# PROBLEM TO WORK ON
Every line in the data below that includes "pixels" belongs in the answer, copied as it stands.

====== INFORMATION SHOWN

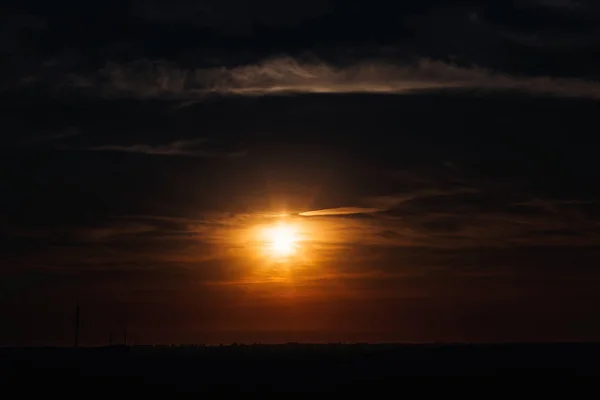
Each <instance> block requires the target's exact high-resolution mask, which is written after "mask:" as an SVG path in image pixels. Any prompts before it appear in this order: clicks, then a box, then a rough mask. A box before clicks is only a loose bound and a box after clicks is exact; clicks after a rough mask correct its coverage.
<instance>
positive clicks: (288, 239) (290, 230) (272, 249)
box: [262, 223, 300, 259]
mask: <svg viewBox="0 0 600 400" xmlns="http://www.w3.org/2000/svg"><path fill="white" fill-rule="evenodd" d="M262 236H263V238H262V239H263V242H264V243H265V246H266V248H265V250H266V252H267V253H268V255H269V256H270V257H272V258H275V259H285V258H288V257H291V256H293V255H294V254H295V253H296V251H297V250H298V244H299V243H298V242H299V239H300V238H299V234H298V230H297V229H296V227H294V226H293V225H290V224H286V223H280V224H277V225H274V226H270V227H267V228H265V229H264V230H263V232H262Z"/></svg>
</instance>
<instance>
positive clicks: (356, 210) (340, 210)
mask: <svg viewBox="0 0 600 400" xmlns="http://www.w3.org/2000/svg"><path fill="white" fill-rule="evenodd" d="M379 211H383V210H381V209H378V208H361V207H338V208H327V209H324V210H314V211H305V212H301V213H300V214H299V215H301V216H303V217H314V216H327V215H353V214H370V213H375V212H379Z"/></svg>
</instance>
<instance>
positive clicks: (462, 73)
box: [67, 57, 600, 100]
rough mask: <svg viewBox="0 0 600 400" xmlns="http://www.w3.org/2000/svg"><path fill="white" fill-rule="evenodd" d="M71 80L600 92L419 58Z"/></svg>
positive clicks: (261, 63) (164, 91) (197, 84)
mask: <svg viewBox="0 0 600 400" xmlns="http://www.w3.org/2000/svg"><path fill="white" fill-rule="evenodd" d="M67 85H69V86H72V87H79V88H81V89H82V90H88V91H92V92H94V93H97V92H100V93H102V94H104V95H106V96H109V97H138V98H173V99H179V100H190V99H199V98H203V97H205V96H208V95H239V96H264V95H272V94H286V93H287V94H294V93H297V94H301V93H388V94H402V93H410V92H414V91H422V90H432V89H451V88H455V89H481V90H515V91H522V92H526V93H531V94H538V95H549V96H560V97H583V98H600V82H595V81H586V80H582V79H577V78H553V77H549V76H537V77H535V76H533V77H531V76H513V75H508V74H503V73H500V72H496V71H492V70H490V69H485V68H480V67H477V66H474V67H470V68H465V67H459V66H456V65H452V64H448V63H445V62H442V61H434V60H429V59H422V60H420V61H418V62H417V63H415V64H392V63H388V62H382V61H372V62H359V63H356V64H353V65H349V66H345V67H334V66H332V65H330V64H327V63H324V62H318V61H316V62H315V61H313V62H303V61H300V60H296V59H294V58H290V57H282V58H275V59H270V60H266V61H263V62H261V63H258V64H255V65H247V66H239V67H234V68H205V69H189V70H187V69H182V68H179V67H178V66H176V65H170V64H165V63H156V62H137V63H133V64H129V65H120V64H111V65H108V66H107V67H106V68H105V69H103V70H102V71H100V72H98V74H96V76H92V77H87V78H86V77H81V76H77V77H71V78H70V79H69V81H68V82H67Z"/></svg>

============
====== INFORMATION SHOWN

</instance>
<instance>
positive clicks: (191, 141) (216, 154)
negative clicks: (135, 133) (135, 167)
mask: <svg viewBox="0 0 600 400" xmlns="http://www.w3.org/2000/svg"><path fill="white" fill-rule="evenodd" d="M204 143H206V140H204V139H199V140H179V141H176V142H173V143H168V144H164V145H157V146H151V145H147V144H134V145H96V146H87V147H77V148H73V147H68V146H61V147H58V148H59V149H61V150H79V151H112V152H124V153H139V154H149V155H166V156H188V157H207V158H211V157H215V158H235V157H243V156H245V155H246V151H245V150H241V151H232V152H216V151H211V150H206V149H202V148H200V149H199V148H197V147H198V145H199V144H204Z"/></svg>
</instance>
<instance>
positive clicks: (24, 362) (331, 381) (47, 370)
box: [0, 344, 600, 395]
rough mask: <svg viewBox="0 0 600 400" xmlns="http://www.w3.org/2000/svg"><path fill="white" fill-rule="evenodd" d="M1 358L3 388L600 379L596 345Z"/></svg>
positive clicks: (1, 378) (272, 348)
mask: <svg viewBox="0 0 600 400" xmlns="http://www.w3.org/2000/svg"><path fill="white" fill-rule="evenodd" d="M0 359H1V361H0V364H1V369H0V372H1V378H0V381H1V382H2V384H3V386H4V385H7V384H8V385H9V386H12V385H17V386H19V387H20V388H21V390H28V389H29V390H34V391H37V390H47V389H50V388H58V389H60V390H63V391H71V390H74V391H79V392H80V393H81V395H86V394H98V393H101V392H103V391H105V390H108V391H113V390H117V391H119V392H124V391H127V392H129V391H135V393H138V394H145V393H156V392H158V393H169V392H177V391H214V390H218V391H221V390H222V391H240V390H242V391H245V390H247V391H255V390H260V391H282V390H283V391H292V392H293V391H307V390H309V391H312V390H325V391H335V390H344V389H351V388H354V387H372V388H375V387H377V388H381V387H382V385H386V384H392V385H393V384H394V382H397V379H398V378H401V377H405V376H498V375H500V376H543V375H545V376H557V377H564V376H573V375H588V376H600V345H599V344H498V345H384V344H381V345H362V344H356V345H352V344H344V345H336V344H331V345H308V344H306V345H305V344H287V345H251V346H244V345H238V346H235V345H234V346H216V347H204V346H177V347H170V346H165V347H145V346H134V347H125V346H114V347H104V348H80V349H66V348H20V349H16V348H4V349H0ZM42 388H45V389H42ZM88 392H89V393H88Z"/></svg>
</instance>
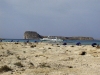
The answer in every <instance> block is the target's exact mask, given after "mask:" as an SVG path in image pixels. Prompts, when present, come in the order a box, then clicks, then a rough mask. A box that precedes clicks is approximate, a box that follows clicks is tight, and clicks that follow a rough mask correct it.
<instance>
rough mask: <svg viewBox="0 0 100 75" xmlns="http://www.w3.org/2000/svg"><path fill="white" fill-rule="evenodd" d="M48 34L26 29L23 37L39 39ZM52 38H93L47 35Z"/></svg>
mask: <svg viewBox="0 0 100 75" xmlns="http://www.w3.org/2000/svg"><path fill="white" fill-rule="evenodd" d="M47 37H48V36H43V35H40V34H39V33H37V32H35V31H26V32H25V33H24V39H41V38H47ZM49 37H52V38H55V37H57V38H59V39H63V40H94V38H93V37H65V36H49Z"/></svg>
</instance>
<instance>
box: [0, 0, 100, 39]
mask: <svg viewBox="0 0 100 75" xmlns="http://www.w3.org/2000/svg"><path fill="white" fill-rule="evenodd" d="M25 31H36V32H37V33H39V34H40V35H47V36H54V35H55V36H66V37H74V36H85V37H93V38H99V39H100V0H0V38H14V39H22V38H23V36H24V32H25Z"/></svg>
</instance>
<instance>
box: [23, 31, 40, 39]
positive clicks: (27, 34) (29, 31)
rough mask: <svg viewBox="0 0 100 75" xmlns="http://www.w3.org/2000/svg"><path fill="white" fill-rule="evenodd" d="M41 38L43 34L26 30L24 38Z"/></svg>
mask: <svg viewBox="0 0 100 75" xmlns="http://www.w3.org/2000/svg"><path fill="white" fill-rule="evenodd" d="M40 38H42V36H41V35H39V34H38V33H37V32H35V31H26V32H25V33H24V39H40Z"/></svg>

============

# EXERCISE SOLUTION
Each <instance> block requires the target's exact high-resolution mask, which is written after "mask:" as an SVG path in image pixels. Any prompts before it appear in this order: clicks, then a box, then a rough mask. A box before clicks is only a loose bound and a box after clicks is exact; clicks after a rough mask correct its coverage.
The answer in every <instance> block is the target's exact mask, given after "mask:" as an SVG path in image pixels. Prompts, when present, come in the order a box, then clicks, then a rough mask. A box that precedes clicks is approximate, a box that follows clicks is tight, and clicks that follow a rough mask correct it.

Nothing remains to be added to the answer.